**PROVIDED MATERIAL:**

## START

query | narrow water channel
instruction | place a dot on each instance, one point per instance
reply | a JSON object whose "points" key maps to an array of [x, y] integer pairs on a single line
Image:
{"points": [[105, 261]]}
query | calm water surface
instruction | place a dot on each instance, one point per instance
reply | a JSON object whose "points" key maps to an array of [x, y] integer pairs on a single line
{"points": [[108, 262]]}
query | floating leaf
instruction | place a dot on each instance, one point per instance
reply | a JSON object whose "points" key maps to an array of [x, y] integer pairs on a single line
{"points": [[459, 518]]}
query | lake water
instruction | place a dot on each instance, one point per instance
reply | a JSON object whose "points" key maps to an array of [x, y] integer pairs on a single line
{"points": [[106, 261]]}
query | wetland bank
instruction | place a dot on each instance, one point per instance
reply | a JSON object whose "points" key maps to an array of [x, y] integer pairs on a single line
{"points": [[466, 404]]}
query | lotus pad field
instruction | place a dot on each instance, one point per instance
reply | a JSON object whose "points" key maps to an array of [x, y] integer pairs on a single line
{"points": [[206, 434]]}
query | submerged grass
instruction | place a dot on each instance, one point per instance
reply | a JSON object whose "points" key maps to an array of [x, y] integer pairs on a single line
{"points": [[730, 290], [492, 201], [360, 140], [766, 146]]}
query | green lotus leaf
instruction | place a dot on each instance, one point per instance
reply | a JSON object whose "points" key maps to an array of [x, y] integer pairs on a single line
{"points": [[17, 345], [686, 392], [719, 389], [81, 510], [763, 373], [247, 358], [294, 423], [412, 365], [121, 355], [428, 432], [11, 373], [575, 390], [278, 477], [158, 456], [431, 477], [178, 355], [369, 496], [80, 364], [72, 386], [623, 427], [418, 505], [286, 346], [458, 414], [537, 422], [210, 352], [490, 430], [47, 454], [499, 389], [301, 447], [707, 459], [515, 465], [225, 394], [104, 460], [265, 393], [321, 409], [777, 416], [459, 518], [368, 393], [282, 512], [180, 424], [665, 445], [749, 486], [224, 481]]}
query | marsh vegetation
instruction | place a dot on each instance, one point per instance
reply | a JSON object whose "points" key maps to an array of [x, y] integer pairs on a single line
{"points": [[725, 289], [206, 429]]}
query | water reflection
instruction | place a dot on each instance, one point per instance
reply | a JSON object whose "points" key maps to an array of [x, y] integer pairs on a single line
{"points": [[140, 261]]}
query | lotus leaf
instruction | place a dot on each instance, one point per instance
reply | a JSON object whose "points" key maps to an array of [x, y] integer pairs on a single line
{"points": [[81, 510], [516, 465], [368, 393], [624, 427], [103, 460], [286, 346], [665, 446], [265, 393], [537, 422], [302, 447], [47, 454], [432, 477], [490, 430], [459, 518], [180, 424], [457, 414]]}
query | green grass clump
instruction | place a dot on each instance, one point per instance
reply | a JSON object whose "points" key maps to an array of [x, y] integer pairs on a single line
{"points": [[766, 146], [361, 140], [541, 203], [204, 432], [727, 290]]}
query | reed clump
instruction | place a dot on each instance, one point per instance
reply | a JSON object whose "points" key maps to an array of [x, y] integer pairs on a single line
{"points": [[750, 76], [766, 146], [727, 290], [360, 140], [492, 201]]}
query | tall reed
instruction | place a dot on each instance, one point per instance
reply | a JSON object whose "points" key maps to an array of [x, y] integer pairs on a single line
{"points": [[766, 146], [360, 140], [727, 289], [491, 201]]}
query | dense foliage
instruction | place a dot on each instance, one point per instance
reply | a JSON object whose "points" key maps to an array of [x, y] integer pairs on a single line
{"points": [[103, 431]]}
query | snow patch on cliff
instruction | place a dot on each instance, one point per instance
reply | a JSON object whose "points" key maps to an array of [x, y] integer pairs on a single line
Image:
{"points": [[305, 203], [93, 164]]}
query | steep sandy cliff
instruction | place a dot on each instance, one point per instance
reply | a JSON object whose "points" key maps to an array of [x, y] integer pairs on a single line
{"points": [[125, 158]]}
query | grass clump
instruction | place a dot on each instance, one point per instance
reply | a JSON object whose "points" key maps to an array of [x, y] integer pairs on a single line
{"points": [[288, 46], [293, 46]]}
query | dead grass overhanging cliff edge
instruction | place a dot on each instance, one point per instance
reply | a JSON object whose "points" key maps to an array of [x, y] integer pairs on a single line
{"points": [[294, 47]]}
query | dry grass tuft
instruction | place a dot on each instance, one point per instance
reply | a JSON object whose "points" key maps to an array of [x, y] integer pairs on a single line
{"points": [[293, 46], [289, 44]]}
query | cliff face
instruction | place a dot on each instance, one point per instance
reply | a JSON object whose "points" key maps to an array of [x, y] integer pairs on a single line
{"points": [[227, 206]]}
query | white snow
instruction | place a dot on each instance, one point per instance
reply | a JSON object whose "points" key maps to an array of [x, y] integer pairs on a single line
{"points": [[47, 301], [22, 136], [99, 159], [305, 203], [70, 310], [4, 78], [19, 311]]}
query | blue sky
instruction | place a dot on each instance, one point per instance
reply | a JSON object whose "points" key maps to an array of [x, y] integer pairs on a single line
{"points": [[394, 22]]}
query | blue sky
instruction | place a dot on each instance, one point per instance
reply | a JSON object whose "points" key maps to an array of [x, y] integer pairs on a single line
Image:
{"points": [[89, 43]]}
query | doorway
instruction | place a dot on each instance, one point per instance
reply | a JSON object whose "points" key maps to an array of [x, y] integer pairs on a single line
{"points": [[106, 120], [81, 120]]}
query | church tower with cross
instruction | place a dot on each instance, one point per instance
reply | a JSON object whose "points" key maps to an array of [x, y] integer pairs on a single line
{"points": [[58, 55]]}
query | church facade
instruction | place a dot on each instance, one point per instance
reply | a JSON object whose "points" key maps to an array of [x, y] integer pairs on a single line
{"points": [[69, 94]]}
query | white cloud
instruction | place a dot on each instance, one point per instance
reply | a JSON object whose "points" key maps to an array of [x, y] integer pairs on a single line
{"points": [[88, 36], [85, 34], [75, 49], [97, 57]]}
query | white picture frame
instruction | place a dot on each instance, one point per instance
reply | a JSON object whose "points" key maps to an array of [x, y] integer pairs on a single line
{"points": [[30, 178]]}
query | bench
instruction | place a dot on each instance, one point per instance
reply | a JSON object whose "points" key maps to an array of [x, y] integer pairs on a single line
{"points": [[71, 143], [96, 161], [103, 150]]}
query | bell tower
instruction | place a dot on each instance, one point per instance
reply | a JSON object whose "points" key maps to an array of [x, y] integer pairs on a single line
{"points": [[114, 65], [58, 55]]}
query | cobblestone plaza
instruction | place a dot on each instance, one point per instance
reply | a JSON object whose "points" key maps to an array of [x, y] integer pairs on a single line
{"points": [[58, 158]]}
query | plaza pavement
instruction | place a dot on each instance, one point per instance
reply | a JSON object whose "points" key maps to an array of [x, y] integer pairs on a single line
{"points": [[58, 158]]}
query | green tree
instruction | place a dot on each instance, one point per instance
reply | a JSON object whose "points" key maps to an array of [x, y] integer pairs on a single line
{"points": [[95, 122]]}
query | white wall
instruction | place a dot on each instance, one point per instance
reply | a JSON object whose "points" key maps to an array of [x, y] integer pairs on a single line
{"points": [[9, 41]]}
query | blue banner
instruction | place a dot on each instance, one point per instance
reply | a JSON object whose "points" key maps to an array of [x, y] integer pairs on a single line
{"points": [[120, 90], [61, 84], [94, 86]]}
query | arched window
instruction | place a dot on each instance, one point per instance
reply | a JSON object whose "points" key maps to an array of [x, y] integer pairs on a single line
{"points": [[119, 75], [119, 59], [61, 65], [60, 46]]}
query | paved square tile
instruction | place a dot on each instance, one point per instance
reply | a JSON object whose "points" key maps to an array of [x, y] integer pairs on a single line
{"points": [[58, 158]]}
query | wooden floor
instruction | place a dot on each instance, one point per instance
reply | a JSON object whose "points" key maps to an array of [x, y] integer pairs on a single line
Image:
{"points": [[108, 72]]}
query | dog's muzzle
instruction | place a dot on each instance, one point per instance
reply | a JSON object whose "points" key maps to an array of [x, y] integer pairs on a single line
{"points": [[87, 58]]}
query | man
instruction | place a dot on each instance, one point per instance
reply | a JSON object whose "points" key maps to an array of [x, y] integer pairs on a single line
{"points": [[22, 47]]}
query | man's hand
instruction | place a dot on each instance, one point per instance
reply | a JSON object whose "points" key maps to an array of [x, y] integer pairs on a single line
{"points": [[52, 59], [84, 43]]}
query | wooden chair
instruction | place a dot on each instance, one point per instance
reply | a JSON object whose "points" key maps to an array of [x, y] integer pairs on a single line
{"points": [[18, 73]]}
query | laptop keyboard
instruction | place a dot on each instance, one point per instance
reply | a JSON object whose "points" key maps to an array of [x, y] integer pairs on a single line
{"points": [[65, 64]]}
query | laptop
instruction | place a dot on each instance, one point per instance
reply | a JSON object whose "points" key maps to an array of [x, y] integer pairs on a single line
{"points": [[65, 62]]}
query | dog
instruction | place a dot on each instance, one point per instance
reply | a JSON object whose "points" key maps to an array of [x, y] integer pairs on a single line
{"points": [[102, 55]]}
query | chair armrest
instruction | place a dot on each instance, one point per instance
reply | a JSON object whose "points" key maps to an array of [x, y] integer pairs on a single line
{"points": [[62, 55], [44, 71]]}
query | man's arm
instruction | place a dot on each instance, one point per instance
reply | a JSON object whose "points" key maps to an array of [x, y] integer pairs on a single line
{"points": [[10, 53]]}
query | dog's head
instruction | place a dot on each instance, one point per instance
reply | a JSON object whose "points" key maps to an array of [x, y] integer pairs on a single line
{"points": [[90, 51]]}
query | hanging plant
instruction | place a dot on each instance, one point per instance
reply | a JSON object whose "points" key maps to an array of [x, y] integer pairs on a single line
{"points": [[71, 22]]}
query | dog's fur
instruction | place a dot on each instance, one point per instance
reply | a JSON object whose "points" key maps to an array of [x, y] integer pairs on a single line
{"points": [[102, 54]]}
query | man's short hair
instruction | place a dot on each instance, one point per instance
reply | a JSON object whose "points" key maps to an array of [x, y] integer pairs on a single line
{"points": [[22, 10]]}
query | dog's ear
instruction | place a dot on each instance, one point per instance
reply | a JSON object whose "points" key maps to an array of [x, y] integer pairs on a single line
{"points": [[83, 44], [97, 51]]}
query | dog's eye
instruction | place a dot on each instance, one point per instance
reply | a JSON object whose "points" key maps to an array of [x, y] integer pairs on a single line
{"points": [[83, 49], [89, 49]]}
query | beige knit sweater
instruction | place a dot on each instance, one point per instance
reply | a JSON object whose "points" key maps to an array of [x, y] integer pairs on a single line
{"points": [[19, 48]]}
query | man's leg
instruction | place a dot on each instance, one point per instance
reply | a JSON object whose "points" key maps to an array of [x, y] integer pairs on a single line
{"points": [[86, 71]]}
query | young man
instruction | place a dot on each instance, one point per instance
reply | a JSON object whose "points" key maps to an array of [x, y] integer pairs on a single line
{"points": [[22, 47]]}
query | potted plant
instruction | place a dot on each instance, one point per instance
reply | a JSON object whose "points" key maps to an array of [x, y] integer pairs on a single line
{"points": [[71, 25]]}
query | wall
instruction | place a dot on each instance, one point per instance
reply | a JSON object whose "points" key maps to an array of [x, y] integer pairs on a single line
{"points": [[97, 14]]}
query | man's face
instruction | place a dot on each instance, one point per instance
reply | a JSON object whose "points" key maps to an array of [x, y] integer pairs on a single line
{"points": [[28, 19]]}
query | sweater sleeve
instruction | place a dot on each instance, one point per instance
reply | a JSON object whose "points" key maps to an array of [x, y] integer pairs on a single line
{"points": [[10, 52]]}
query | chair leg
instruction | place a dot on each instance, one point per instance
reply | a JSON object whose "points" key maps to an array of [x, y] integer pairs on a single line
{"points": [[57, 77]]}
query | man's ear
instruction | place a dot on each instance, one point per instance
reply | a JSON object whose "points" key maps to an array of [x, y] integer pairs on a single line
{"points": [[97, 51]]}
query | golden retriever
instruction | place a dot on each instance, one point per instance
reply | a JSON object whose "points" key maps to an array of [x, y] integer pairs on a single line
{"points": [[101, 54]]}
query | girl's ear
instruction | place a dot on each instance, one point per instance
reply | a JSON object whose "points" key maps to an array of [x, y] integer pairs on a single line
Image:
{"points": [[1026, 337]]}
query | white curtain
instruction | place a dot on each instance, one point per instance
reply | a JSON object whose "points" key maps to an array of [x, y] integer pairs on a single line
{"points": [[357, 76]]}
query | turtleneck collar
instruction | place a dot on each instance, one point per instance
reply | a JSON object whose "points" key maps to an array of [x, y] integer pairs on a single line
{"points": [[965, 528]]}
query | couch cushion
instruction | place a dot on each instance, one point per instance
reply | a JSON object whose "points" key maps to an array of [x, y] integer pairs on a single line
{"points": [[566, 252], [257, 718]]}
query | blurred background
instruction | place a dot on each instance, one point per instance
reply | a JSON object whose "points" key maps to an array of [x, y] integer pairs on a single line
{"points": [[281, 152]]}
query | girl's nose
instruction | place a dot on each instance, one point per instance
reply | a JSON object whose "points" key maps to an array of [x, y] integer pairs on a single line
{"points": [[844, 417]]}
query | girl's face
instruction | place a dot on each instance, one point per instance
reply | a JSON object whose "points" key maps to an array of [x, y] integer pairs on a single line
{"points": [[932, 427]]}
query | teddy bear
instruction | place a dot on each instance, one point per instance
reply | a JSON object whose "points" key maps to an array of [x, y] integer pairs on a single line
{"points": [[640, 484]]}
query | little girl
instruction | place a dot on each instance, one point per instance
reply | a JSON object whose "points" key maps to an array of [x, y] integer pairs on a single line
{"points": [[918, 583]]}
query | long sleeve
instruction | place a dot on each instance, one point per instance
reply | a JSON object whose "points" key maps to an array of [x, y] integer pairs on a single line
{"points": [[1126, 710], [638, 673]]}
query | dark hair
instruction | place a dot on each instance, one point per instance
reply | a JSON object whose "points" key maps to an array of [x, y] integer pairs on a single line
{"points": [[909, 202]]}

## END

**DO THIS:** Could you rewrite the listing from the line that has "query | teddy bear" through its last line, changing "long sleeve" to "short sleeve" and leaving everything else as it is?

**EXERCISE OUTPUT:**
query | teddy bear
instruction | place a dot on each instance, one point per instance
reply | a JSON object whose "points" key maps to an array of [x, y] integer pairs on a single line
{"points": [[640, 484]]}
query | little girl
instruction | place a dot on each instance, one point per instance
reply | a JSON object whose "points" key maps to an array of [x, y] integer pairs on a single line
{"points": [[918, 583]]}
query | short sleeve
instruction | place a dot on each instance, one point per instance
reply | a JSON object whose "points" key maps to an array of [x, y] integer pairs on a single line
{"points": [[1126, 710], [638, 673]]}
query | dark hair
instruction | place a dot on each instance, one point per instance
reply | a JSON object whose "points" key maps to an array of [x, y] integer pairs on a single line
{"points": [[909, 202]]}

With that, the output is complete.